:: Stated goal ::
Please count the lines in the items below that contain the string "array", matching case exactly, and reply with only that number.

:: Records for this exercise ::
__________
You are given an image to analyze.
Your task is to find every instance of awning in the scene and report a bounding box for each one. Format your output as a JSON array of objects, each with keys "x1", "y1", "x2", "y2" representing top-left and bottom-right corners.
__________
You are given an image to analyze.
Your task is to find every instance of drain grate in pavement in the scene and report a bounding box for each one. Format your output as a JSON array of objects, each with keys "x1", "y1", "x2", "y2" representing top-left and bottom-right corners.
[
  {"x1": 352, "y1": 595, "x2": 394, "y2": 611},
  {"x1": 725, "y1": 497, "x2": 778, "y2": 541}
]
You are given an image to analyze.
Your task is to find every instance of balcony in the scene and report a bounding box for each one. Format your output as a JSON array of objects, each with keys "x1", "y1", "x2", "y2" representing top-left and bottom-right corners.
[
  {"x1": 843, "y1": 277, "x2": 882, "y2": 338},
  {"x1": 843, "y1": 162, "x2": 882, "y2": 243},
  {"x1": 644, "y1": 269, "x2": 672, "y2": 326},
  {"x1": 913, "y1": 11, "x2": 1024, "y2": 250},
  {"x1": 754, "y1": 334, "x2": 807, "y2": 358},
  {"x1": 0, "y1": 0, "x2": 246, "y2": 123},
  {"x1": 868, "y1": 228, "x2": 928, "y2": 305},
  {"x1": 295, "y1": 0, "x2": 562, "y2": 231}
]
__________
:: Problem solution ::
3